• _Exercise description_
Every line of the material is to be quoted verbatim, minus the pictures.

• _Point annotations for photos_
--------------------------------

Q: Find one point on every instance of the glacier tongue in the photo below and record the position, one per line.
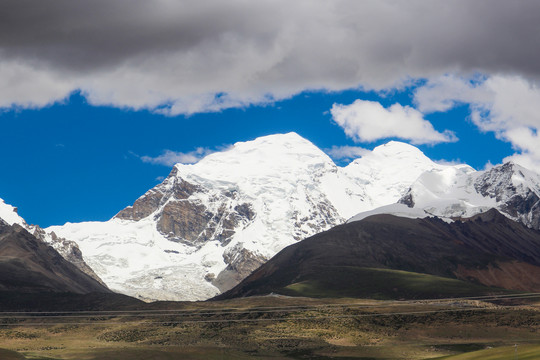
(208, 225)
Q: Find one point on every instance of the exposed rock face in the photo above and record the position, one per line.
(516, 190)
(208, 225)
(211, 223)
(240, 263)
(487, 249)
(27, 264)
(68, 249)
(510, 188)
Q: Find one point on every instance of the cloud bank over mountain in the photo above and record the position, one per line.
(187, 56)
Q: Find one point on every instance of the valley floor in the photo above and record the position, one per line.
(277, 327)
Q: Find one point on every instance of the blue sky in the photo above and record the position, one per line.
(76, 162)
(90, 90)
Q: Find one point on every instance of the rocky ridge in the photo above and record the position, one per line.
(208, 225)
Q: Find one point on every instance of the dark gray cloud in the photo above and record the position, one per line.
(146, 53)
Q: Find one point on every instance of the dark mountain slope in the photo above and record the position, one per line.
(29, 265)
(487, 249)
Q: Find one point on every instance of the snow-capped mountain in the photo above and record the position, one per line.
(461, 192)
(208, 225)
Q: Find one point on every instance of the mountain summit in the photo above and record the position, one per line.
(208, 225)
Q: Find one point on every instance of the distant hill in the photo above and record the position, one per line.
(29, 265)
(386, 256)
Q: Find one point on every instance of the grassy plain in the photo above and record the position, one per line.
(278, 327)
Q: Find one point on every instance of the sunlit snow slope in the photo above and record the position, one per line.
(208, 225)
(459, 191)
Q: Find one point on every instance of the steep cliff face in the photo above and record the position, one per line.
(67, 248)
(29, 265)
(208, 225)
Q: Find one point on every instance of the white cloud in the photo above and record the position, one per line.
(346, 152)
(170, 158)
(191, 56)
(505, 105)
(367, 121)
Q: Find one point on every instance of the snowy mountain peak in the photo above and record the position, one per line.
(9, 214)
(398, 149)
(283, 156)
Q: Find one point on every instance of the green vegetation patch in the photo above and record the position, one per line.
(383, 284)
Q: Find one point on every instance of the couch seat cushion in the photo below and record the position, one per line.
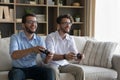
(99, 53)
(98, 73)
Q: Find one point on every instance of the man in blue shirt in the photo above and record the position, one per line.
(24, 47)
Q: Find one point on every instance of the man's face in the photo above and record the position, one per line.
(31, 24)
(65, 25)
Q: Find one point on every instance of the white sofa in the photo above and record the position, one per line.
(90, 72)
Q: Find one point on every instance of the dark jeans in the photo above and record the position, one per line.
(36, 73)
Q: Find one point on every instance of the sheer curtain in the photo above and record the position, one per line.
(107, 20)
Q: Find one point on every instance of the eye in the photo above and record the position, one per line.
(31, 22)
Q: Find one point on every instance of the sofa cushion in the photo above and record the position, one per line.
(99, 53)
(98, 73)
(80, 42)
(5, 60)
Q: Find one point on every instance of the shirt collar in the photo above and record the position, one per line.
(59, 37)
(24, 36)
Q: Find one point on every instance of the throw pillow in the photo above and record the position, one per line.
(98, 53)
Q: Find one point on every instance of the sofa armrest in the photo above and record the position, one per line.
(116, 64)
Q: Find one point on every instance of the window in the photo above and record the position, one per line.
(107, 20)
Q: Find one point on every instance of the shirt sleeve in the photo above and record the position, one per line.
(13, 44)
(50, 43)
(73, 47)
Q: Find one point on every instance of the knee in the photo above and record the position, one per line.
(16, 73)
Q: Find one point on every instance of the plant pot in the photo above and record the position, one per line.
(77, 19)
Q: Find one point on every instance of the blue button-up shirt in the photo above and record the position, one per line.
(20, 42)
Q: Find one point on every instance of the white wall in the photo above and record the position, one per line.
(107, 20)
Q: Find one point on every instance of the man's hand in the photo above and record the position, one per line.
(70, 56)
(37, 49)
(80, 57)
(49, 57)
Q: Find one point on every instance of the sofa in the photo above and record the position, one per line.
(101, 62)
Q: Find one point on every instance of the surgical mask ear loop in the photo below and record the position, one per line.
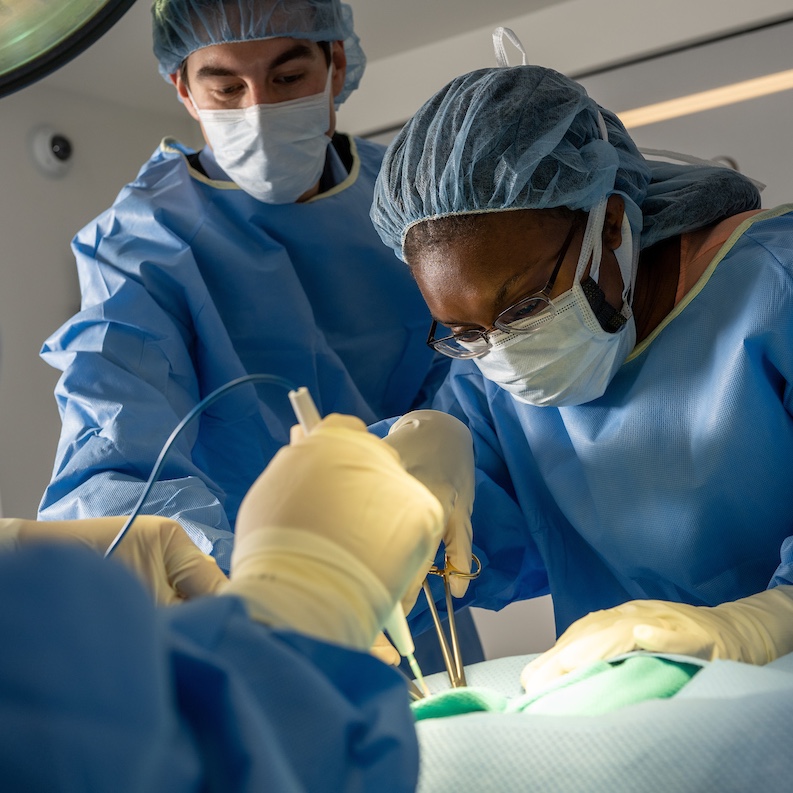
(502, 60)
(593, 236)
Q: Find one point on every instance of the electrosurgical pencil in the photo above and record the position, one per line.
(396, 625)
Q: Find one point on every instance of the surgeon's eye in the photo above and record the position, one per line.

--------------------------------

• _Solution_
Q: Find one point on every instance of the glacier tongue in the photo below and record the position, one per line.
(208, 225)
Q: Find one point on every instance of the exposed rock face in the photo above and record the position, one per line.
(516, 190)
(208, 225)
(211, 223)
(240, 263)
(487, 249)
(27, 264)
(68, 249)
(510, 188)
Q: Find one point on every instance of the cloud bank over mountain in the photo above and record the position, one per line.
(187, 56)
Q: Find one point on every instance of the valley floor in the photo above and record the position, one per line.
(277, 327)
Q: Find one point on every instance of the blue sky in the photo above and record the position, one per line.
(76, 162)
(90, 90)
Q: Find one point on every instance of the rocky ridge in the photo above and record the position, one per line.
(208, 225)
Q: Find one point on every instance of the dark gray cloud in the photo above and record the position, one per line.
(146, 53)
Q: Find one point on every instance of the dark mountain slope in the photo above and record the position, one per line.
(29, 265)
(487, 249)
Q: Find one point on every instance of the snow-capped mountain in the photo above and record the position, one per line.
(461, 192)
(208, 225)
Q: Find one point on every instance of the mountain summit in the photo above and record the position, one per line.
(208, 225)
Q: Find one point on every instance of the distant hill in the photo above and record the position, one per line.
(29, 265)
(386, 256)
Q: Find one point on every instance of the grassy plain in the photo above and record the position, one per line.
(278, 327)
Q: Find one point on every instance of the sunlit snow slope in the photo above and record the position, one per line.
(208, 225)
(459, 191)
Q: Find one point on every instance of the steep cliff face in the photo above and record the position, one per line.
(67, 248)
(29, 265)
(208, 225)
Q: Find one point on every instance of the white cloud in the photo above and record the position, one per line.
(346, 152)
(170, 158)
(191, 56)
(505, 105)
(367, 121)
Q: Find one point on every instance of the snowy mountain peak in the photo above and record the position, one per line.
(9, 214)
(398, 149)
(283, 156)
Q: Find one point on every instance of the green vegetation patch in the photo above and record the position, one per line.
(383, 284)
Q: Find one point on every instance of the couch seat cushion in the photo below and record the position, one per line.
(99, 53)
(98, 73)
Q: Find one point on every instance of the man in blue shirt in the photo above and record the position, one per line.
(24, 47)
Q: Find one point on every instance of the man's face in the photo above and record the position, one per line.
(31, 24)
(65, 25)
Q: Find one point on every instance of the white sofa in the photo above and record the position, one per line.
(90, 72)
Q: Find one point on every instance of the dark jeans in the photo above and record the position, one per line.
(36, 73)
Q: Find one point on every instance of the sheer curtain in the photo above and record the position, one per line.
(107, 20)
Q: Find one point on every instance of the eye in the photo above and record the position, one per line.
(31, 22)
Q: Find one point on every instance of the sofa cushion in the photo above and record the position, one per line.
(99, 53)
(98, 73)
(80, 42)
(5, 60)
Q: Find one point on every instance of the shirt collar in the photo above and record the position, one per line.
(59, 37)
(24, 36)
Q: Find one point on every instance of the throw pillow in the photo above and record the position, one per line.
(98, 53)
Q: Find one point on every instance of the sofa armrest in the photo above and record the position, one per line.
(116, 64)
Q: Find one point on every instance of the window in the photo above and record the position, one per line.
(107, 20)
Q: Find one point on every instance of the shirt sleeve in the photo above and record the position, one per line.
(13, 44)
(50, 43)
(73, 47)
Q: Find one point on every instance of the knee in the photo above and record the position, one per line.
(16, 73)
Q: Find one point on every instance of the plant pot in the photo above and record the position, one per line.
(77, 19)
Q: Find one point on every instance of the blue button-up shirt in the photo above and record the position, one per line.
(20, 42)
Q: Find one point on every instance of the white wall in the photo above and record the position, one per line.
(107, 20)
Q: Find one point on every instance of the man's hand in the photo above and record the position, one per line.
(70, 56)
(37, 49)
(80, 57)
(49, 57)
Q: Find one point on every instance of the sofa in the photo above and record the position, one per line.
(101, 62)
Q: Find one point on every instance of the surgical mask ear loop in the photo below and record the position, one per line.
(502, 60)
(593, 236)
Q: Find one point on every instance of the electrosurgical pencil in the photo above and record the position, one per line.
(396, 625)
Q: Find one point on every instance of the surgeon's eye in the photo above and record the position, one per line.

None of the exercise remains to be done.